• Problem details
Set down, without alteration, the lines from the one that contains "indicate the metal gate, one dot per instance" through the final line of the material below.

• Data supplied
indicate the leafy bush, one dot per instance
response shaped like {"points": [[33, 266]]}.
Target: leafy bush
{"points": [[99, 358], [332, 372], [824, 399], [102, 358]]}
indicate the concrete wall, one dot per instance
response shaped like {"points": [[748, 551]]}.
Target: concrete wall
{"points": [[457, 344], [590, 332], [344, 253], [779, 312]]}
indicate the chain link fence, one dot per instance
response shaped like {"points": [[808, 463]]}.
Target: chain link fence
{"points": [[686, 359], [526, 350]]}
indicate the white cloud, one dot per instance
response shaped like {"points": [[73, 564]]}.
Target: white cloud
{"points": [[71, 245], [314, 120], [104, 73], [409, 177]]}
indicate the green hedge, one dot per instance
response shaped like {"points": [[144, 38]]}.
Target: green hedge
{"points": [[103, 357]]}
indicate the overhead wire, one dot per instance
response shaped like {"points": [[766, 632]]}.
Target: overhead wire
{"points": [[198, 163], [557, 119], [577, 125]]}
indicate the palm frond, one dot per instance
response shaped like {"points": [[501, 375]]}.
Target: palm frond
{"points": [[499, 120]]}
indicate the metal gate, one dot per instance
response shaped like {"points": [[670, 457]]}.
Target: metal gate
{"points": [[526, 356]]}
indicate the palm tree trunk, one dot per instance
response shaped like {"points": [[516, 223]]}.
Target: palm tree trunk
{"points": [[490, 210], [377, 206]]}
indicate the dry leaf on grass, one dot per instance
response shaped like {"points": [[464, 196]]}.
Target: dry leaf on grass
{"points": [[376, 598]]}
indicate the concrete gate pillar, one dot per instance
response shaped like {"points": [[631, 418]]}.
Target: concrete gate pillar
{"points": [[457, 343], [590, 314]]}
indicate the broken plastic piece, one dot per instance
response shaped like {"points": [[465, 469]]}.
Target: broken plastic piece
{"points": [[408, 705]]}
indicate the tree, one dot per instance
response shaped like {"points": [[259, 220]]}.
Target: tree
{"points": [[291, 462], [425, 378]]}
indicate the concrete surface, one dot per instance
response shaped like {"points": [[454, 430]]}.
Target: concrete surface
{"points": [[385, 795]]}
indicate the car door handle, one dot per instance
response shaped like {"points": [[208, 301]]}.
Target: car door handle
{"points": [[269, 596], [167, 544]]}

• Response
indicate the metal gate, one dot per instance
response shaped like {"points": [[670, 457]]}.
Target: metal gate
{"points": [[526, 356]]}
indicate the palm tree trunk, one dot per instance
response shaped like {"points": [[516, 223]]}.
Target: palm tree trunk
{"points": [[490, 210], [377, 206]]}
indicate the dry leaf on grass, one dot per instance
response shaped like {"points": [[464, 196]]}.
Target: dry leaf on grass
{"points": [[376, 598]]}
indicate the concrete gate pillar, one dot per instance
response shaped like {"points": [[631, 418]]}.
Target: concrete gate pillar
{"points": [[457, 343], [590, 314]]}
indicate the broken plastic piece, one dot per instance
response shaped like {"points": [[465, 469]]}.
Target: broken plastic piece
{"points": [[408, 705]]}
indicate the tree, one dot per instance
response shaped like {"points": [[259, 220]]}.
Target: tree
{"points": [[291, 462], [425, 378]]}
indicate the concrete surface, one dot per instance
response shaped like {"points": [[454, 430]]}.
Target: concrete surface
{"points": [[385, 795]]}
indicate the car door handle, one dot per instance
response shaped like {"points": [[208, 301]]}.
Target: car door handle
{"points": [[269, 596], [167, 544]]}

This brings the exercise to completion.